● UIT TE VOEREN TAKEN
• A. Reproduceer de volledige tekst over Wemberich van Berchem zonder enige wijziging.
• B. Zoek in de items elke regel die de tekenreeks "metal" bevat en neem die regels letterlijk over. Het verschil tussen hoofdletters en kleine letters telt mee.

● GESELECTEERD FRAGMENT
——————

Wemberich van Berchem
.jpg)
Wemberich van Berchem (Doesburg, circa 1580 – Doesburg, 30 mei 1653) was een viceadmiraal van Holland en West-Friesland.
Biografie
Wemberich van Berchem, meestal Wemmer genoemd, was een edelman afkomstig uit een voorname familie in Gelderland. In de Tachtigjarige Oorlog leverde hij als zeekapitein rond 1605 aan een riviermonding in Cuba slag met een Spaanse vloot.[1][2] Toen hij in het nauw werd gedreven blies hij zijn schip op. Hijzelf en een inheemse scheepsjongen waren de enige overlevenden. Hij zat daarna een poos in een Cubaanse gevangenis maar wist na verloop van tijd te ontsnappen naar andere Nederlandse schepen. Zijn verhaal staat opgetekend in het veertiende deel van Nicolaes van Wassenaars Historisch verhaal aller gedenkwaardigste geschiedenissen, dat verscheen in 1628 en dat aan hem opgedragen is.
In 1607 ging hij voor een Amsterdamse rederij met drie schepen naar Angola om handel te drijven in de koninkrijken Loango en Congo. Er werd daar ivoor gekocht. Koopman op een van de schepen (de Neptunus) was Pieter van den Broecke. In februari 1609 keerden de schepen terug en kwamen in juni weer in Nederland aan.[3]
VOC
De Hazewind
Van Berchem trad toen in dienst van de VOC, die hem eind 1609 met het jacht Hazewind naar Indië zond om namens de Staten-Generaal overal het Twaalfjarig Bestand bekend te maken. Hiermee zouden de vijandelijkheden tussen de Nederlanders en de Spanjaarden en Portugezen moeten stoppen. In Lissabon zou hiertoe ook een Spaans-Portugese gezant aan boord komen, maar dat is om onbekende reden niet gebeurd. Van Berchem waarschuwde in januari vanuit Lissabon dat 'de regte meening en intentie van die van Spanje...is India weder te incorporeren'.[4] Toen de kort na Van Berchem naar Indië vertrokken gouverneur-generaal Pieter Both met zijn schepen bij de Kaapverdische Eilanden aankwam om te victualiseren werd hij begroet met kanonschoten en beweerde de Spaanse gouverneur van niets te weten.

——————

● BRONGEGEVENS
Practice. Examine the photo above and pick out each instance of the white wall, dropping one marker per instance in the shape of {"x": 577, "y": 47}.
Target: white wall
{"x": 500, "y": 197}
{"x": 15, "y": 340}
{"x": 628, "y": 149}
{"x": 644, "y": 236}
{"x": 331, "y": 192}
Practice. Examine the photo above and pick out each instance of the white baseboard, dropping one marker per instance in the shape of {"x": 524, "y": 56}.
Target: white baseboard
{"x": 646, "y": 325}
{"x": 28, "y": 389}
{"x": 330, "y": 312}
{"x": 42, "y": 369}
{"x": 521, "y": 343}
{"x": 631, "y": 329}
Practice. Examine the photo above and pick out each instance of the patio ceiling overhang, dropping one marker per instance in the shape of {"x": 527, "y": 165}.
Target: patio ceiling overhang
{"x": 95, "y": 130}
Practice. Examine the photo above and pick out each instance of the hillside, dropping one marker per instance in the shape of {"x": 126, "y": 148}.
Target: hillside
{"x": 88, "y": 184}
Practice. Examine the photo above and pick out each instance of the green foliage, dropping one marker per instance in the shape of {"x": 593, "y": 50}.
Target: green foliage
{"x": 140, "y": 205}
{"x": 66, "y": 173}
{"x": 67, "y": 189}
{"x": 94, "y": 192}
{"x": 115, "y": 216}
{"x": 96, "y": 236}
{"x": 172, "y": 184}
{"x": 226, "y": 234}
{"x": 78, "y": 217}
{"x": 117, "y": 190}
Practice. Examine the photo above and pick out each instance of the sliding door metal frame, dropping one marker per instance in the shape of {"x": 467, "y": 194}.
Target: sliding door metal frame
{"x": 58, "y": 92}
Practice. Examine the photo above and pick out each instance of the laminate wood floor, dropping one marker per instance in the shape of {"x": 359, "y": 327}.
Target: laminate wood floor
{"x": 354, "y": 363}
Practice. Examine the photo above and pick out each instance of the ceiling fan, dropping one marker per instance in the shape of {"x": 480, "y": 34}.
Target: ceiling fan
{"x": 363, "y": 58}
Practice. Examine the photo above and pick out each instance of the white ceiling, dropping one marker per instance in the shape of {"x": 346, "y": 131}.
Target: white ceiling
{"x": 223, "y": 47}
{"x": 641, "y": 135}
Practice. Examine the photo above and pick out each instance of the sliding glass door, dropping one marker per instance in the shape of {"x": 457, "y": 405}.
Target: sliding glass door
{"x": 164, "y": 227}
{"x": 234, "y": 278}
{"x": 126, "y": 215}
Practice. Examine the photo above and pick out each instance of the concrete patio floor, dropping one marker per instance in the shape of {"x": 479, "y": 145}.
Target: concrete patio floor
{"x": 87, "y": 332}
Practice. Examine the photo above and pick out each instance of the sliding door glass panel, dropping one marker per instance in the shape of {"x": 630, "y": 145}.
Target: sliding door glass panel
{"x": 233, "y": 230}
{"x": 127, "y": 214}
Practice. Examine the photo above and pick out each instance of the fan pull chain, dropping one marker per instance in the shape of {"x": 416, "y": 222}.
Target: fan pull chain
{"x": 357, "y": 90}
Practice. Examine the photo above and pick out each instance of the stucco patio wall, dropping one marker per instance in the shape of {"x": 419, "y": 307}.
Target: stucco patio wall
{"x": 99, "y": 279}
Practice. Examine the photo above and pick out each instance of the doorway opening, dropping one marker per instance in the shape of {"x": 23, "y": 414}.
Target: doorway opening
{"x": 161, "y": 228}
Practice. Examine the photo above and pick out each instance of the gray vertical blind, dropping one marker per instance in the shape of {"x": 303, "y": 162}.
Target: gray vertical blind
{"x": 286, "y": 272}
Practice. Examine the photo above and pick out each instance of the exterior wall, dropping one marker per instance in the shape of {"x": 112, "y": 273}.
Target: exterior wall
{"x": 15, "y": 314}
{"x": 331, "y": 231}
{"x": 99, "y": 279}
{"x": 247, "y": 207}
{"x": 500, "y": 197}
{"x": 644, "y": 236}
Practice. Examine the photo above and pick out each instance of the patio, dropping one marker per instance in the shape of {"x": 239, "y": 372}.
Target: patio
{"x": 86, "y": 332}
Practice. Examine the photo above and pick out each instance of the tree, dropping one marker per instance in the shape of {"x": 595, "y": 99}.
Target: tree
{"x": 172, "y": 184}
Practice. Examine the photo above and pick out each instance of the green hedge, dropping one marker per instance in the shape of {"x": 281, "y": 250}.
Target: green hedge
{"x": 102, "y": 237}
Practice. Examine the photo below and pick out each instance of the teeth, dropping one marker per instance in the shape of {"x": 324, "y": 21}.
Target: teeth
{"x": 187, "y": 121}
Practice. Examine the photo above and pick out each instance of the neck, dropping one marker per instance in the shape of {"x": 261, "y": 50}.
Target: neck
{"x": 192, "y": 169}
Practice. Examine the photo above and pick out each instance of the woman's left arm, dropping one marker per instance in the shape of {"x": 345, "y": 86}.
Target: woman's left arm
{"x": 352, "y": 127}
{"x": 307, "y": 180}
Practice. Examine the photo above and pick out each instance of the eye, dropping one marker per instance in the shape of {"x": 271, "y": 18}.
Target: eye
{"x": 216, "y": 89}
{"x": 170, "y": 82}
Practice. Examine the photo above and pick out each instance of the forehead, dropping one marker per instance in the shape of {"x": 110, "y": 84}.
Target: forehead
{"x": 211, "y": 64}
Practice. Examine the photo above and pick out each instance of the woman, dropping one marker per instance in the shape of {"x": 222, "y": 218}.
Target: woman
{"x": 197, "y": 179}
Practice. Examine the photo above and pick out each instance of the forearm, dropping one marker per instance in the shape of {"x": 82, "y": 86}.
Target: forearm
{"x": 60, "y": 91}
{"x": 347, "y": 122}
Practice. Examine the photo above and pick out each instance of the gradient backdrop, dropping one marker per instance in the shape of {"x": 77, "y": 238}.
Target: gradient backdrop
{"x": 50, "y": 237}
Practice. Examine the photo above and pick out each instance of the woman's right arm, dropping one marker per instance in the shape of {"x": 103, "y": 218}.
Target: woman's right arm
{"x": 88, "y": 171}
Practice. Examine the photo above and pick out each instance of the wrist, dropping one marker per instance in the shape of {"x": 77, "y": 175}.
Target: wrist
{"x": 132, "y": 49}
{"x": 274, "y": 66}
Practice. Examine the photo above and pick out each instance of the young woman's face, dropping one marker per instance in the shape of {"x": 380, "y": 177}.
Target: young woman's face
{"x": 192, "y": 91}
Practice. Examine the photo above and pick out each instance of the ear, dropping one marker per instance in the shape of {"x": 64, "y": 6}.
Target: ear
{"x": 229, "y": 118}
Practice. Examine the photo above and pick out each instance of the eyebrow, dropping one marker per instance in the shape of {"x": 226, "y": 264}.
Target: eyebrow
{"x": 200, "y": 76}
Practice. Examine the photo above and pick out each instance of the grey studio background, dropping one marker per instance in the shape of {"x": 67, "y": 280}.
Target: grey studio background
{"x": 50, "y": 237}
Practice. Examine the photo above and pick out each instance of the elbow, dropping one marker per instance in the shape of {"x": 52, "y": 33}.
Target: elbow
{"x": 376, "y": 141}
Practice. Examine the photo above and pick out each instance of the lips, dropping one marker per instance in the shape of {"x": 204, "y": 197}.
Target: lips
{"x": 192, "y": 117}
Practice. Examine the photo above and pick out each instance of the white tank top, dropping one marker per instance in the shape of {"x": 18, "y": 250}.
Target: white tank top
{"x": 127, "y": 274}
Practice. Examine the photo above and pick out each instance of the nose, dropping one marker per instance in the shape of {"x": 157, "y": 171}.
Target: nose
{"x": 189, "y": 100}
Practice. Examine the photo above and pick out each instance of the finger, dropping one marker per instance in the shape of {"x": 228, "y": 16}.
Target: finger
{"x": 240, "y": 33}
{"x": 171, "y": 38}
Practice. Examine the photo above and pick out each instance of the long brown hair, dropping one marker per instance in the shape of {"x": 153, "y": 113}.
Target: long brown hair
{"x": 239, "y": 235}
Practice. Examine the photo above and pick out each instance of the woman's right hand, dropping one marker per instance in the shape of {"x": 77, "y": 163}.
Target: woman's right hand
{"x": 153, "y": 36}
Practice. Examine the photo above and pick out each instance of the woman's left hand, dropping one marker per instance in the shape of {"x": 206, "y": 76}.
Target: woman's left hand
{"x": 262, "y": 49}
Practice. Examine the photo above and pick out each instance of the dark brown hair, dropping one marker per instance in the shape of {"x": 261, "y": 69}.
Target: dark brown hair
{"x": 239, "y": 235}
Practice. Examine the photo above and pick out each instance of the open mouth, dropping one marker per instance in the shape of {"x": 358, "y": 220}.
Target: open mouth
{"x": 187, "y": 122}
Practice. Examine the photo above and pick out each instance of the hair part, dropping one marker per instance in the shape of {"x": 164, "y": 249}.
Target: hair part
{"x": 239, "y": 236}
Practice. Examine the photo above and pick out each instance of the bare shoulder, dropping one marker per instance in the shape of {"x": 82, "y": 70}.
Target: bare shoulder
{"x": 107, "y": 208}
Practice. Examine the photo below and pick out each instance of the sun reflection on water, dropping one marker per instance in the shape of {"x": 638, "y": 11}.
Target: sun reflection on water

——————

● ANTWOORDEN OEFENING
• A.
Wemberich van Berchem
.jpg)
Wemberich van Berchem (Doesburg, circa 1580 – Doesburg, 30 mei 1653) was een viceadmiraal van Holland en West-Friesland.
Biografie
Wemberich van Berchem, meestal Wemmer genoemd, was een edelman afkomstig uit een voorname familie in Gelderland. In de Tachtigjarige Oorlog leverde hij als zeekapitein rond 1605 aan een riviermonding in Cuba slag met een Spaanse vloot.[1][2] Toen hij in het nauw werd gedreven blies hij zijn schip op. Hijzelf en een inheemse scheepsjongen waren de enige overlevenden. Hij zat daarna een poos in een Cubaanse gevangenis maar wist na verloop van tijd te ontsnappen naar andere Nederlandse schepen. Zijn verhaal staat opgetekend in het veertiende deel van Nicolaes van Wassenaars Historisch verhaal aller gedenkwaardigste geschiedenissen, dat verscheen in 1628 en dat aan hem opgedragen is.
In 1607 ging hij voor een Amsterdamse rederij met drie schepen naar Angola om handel te drijven in de koninkrijken Loango en Congo. Er werd daar ivoor gekocht. Koopman op een van de schepen (de Neptunus) was Pieter van den Broecke. In februari 1609 keerden de schepen terug en kwamen in juni weer in Nederland aan.[3]
VOC
De Hazewind
Van Berchem trad toen in dienst van de VOC, die hem eind 1609 met het jacht Hazewind naar Indië zond om namens de Staten-Generaal overal het Twaalfjarig Bestand bekend te maken. Hiermee zouden de vijandelijkheden tussen de Nederlanders en de Spanjaarden en Portugezen moeten stoppen. In Lissabon zou hiertoe ook een Spaans-Portugese gezant aan boord komen, maar dat is om onbekende reden niet gebeurd. Van Berchem waarschuwde in januari vanuit Lissabon dat 'de regte meening en intentie van die van Spanje...is India weder te incorporeren'.[4] Toen de kort na Van Berchem naar Indië vertrokken gouverneur-generaal Pieter Both met zijn schepen bij de Kaapverdische Eilanden aankwam om te victualiseren werd hij begroet met kanonschoten en beweerde de Spaanse gouverneur van niets te weten.

• B.
Practice. Examine the photo above and pick out each instance of the sliding door metal frame, dropping one marker per instance in the shape of {"x": 467, "y": 194}.
Target: sliding door metal frame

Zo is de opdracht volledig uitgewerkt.